▸ **What the task asks**:
Each line below that contains the word "orange" must be copied.
*** Material supplied Section Begins ***
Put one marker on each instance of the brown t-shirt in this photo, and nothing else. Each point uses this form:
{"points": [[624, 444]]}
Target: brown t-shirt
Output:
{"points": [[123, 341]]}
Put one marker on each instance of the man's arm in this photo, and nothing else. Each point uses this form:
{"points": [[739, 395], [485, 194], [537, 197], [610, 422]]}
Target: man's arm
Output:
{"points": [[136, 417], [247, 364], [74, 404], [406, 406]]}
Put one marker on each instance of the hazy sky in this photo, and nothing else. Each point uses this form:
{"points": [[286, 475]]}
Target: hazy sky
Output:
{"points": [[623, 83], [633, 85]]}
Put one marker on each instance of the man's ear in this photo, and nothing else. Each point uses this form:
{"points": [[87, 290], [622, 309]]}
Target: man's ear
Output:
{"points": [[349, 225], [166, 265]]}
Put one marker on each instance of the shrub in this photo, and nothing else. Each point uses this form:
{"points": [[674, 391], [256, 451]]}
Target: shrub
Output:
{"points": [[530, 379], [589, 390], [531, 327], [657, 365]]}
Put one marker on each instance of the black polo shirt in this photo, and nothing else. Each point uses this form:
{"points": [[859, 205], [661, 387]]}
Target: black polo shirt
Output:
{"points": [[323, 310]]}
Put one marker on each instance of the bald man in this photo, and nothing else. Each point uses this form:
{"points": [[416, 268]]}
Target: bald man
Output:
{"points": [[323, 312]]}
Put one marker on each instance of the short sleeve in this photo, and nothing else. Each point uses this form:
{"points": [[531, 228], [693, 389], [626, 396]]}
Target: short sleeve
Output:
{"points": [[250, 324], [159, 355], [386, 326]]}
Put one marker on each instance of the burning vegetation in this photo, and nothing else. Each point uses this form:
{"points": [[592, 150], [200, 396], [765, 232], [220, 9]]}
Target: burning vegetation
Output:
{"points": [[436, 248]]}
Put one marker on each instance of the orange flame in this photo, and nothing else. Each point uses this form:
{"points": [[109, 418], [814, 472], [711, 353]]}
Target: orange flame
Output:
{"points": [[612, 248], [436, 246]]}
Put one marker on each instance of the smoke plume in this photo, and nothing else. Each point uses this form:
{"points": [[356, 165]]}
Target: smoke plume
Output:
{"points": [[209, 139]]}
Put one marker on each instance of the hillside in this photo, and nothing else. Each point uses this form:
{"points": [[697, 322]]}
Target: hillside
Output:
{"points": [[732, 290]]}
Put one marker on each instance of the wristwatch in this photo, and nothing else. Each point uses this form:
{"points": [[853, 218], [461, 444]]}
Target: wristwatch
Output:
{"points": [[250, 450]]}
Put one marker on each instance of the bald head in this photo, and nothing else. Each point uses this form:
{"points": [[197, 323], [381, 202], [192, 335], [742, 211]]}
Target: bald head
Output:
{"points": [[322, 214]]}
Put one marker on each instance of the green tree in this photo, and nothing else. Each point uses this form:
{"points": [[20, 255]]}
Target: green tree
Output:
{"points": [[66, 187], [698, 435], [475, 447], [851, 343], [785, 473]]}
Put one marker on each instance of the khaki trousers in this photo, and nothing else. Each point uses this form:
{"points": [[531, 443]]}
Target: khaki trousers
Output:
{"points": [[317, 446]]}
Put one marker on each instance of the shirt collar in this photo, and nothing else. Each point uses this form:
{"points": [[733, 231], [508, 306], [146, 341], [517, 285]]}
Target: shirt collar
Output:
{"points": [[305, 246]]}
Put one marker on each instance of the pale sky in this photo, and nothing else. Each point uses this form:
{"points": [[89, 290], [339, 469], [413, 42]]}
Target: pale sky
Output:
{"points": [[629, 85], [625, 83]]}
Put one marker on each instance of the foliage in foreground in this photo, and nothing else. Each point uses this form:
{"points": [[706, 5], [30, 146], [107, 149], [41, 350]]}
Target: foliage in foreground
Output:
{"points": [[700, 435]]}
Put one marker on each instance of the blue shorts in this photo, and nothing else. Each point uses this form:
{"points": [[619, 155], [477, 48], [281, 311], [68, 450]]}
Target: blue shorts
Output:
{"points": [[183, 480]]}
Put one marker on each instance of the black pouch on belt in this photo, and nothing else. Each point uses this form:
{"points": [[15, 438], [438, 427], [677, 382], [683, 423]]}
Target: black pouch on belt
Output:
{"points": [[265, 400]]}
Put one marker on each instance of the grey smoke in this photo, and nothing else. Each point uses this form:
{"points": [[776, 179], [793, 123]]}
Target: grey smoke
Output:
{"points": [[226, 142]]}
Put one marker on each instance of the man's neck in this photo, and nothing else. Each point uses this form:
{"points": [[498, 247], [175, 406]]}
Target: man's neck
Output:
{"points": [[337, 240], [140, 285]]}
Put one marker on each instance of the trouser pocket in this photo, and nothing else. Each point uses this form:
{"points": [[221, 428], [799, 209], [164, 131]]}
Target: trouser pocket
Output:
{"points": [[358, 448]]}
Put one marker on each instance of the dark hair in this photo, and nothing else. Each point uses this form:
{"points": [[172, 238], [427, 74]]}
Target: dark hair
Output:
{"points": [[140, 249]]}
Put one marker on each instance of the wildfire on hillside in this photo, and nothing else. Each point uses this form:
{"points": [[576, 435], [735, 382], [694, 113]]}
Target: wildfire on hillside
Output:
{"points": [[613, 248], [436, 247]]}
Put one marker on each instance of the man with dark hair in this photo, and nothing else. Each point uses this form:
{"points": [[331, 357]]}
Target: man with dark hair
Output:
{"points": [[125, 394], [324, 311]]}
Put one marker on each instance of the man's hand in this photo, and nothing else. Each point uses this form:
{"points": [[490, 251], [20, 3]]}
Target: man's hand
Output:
*** Material supplied Section Ends ***
*** Material supplied Section Begins ***
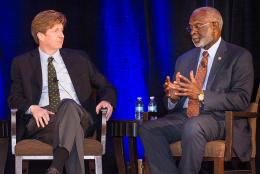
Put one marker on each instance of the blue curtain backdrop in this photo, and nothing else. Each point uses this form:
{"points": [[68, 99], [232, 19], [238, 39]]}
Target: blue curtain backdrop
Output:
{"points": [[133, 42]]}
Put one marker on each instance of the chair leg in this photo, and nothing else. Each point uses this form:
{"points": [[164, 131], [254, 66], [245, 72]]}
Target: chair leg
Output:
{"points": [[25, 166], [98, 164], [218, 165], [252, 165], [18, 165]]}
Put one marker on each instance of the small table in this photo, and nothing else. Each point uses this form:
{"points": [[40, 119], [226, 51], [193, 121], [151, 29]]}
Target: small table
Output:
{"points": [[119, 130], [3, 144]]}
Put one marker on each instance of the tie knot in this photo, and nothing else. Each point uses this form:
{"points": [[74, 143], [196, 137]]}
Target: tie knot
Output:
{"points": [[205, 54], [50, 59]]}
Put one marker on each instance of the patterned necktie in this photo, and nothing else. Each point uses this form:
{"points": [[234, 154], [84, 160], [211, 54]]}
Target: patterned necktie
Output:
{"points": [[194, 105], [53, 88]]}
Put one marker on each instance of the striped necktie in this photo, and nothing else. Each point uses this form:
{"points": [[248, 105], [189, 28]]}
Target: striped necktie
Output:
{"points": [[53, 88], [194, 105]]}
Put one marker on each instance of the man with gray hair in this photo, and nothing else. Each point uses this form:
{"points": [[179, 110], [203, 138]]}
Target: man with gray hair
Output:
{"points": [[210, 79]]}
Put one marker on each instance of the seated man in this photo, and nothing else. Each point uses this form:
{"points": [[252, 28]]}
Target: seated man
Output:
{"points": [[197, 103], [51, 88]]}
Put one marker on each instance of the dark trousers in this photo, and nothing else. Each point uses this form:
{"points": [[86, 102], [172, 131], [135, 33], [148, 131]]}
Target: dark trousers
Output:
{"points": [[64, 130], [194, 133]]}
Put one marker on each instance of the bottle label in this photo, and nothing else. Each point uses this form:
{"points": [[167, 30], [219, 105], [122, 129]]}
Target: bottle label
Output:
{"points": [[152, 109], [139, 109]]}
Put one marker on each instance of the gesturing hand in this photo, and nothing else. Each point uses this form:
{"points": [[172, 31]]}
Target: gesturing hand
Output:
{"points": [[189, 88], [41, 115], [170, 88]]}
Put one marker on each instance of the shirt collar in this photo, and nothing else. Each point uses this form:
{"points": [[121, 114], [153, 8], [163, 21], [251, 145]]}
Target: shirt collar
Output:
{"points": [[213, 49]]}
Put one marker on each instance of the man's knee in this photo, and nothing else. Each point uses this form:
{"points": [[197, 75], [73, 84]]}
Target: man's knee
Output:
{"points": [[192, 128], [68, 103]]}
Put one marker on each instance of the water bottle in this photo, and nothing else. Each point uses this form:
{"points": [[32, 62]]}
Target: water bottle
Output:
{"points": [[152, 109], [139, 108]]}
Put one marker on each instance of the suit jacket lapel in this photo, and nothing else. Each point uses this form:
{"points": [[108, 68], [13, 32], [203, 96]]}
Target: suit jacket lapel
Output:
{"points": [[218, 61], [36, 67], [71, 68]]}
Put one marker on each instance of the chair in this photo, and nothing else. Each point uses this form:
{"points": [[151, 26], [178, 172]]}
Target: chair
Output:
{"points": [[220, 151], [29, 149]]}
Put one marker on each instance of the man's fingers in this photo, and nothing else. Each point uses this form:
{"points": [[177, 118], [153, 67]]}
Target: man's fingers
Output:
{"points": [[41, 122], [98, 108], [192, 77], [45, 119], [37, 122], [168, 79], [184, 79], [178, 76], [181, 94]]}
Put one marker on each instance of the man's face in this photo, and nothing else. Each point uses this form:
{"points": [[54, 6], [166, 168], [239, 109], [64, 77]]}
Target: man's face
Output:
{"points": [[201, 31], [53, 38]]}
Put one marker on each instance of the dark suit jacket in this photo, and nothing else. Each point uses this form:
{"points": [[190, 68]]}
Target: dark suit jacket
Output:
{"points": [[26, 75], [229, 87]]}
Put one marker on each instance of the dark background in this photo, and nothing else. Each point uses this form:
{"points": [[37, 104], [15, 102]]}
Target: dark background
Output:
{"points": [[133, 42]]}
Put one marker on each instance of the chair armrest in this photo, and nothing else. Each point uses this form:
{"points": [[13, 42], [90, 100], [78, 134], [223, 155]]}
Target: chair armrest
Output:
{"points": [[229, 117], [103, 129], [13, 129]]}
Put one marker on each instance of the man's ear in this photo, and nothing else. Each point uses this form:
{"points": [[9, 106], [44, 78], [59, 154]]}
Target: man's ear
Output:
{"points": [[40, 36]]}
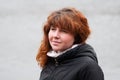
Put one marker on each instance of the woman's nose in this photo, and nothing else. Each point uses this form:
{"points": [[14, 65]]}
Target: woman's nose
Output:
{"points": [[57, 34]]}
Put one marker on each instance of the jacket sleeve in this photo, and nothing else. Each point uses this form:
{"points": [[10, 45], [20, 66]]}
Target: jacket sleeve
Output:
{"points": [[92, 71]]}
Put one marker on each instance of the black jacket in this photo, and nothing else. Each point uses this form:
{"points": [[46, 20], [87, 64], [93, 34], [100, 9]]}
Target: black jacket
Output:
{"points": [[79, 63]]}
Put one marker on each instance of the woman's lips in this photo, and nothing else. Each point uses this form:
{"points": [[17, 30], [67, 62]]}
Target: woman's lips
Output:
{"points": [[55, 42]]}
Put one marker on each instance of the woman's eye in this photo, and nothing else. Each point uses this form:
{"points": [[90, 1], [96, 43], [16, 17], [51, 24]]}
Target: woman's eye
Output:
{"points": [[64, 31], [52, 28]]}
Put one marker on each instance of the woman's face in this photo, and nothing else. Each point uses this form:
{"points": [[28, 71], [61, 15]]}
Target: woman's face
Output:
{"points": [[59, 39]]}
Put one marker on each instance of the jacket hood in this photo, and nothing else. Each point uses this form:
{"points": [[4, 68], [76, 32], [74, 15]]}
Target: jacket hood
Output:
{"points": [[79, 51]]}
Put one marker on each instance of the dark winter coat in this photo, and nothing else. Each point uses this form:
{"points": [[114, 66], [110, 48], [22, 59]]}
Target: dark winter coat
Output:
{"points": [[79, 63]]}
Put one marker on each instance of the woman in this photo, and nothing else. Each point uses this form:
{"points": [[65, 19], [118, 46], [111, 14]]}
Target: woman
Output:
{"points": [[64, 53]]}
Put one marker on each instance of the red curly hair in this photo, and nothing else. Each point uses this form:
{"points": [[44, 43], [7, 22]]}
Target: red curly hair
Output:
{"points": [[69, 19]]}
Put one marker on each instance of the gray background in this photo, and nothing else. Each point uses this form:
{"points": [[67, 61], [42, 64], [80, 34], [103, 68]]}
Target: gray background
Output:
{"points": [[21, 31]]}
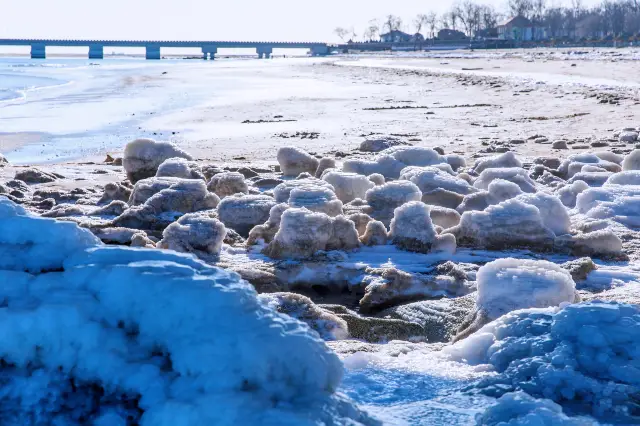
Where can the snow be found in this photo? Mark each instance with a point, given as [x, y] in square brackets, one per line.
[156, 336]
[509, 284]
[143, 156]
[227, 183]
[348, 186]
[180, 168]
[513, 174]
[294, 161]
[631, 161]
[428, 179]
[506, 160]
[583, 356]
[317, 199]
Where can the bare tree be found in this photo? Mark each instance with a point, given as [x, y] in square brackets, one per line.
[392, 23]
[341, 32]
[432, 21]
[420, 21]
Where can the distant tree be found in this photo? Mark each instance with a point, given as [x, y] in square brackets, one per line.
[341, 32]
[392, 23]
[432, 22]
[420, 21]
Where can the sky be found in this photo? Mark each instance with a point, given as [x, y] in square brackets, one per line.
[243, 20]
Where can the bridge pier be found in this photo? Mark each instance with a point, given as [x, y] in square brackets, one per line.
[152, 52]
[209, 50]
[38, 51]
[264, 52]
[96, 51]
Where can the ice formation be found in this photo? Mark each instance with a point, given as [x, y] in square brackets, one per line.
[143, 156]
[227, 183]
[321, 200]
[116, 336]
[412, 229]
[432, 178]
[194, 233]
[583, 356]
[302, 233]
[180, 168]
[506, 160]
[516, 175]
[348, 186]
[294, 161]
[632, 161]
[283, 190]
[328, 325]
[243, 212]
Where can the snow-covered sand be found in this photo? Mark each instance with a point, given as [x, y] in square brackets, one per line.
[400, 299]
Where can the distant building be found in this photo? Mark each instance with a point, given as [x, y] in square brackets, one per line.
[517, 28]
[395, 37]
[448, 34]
*** Material supplied Section Ends ***
*** Material supplied Section Begins ***
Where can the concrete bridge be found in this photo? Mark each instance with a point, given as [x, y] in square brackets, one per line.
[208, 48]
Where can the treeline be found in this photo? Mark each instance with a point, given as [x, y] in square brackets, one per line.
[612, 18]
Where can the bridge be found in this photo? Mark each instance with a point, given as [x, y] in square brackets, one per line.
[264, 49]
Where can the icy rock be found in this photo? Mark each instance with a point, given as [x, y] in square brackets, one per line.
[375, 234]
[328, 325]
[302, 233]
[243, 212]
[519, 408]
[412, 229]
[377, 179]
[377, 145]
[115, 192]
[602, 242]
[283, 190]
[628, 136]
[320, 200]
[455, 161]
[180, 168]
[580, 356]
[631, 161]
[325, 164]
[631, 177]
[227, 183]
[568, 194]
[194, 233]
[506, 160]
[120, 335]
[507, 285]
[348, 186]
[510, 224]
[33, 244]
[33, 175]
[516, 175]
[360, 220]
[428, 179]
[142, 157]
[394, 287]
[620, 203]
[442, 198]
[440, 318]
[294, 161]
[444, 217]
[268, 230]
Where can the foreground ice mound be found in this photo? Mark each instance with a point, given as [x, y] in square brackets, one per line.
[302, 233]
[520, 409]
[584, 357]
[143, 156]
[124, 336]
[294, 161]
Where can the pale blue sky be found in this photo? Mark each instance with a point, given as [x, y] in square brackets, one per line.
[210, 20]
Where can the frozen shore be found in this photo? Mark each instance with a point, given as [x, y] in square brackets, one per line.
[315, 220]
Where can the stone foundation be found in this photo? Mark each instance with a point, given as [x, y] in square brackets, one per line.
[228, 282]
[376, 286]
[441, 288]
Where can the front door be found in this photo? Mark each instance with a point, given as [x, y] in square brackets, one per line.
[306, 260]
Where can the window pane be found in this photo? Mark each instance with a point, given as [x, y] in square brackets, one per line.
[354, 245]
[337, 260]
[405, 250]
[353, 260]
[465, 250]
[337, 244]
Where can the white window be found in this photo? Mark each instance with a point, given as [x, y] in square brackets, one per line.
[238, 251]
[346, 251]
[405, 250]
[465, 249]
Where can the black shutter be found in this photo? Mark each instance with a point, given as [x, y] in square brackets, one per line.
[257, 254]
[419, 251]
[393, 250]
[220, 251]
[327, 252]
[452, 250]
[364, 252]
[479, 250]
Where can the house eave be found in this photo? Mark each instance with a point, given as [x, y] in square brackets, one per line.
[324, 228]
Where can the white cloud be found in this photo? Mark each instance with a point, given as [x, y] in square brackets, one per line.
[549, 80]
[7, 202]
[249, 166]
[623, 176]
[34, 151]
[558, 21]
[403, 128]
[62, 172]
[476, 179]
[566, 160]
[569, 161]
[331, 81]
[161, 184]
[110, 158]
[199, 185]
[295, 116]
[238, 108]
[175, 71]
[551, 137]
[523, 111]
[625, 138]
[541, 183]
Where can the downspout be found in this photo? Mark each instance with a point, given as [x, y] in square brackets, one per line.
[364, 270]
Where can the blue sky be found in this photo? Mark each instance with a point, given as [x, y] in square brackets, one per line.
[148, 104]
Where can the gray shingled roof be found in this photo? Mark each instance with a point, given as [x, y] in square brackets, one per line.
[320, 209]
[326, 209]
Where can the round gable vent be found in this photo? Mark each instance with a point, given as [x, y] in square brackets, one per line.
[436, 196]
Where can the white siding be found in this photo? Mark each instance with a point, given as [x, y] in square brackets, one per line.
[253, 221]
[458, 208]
*** Material supplied Section Ends ***
▸ **Task response**:
Put one marker on each instance of the orange flame in this photo, and nothing else. Each point uses this form:
Target: orange flame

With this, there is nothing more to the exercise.